作業内容:
以下の資料の行を、画像だけ除いて一字一句変えずにすべて書き出してもらえますか。

対象資料:
++++

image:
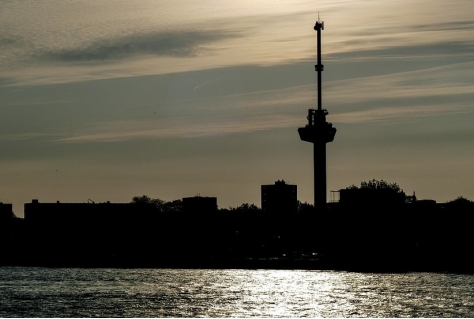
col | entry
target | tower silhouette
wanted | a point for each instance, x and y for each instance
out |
(319, 132)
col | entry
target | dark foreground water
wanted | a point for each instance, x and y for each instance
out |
(51, 292)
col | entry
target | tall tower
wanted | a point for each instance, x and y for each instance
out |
(319, 132)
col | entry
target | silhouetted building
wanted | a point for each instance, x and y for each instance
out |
(90, 213)
(198, 204)
(279, 198)
(367, 196)
(319, 132)
(6, 211)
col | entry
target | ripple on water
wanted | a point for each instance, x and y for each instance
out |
(46, 292)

++++

回答:
image:
col | entry
target | tower silhouette
wanted | a point for each instance, x and y for each instance
out |
(319, 132)
col | entry
target | dark foreground water
wanted | a point for each instance, x and y for each instance
out |
(51, 292)
col | entry
target | tall tower
wanted | a point for each instance, x and y for each instance
out |
(319, 132)
col | entry
target | silhouetted building
wanted | a point for each instance, x and y for each instance
out |
(90, 213)
(198, 204)
(279, 198)
(367, 196)
(319, 132)
(6, 211)
col | entry
target | ripple on water
wanted | a point for each instance, x and y for each instance
out |
(46, 292)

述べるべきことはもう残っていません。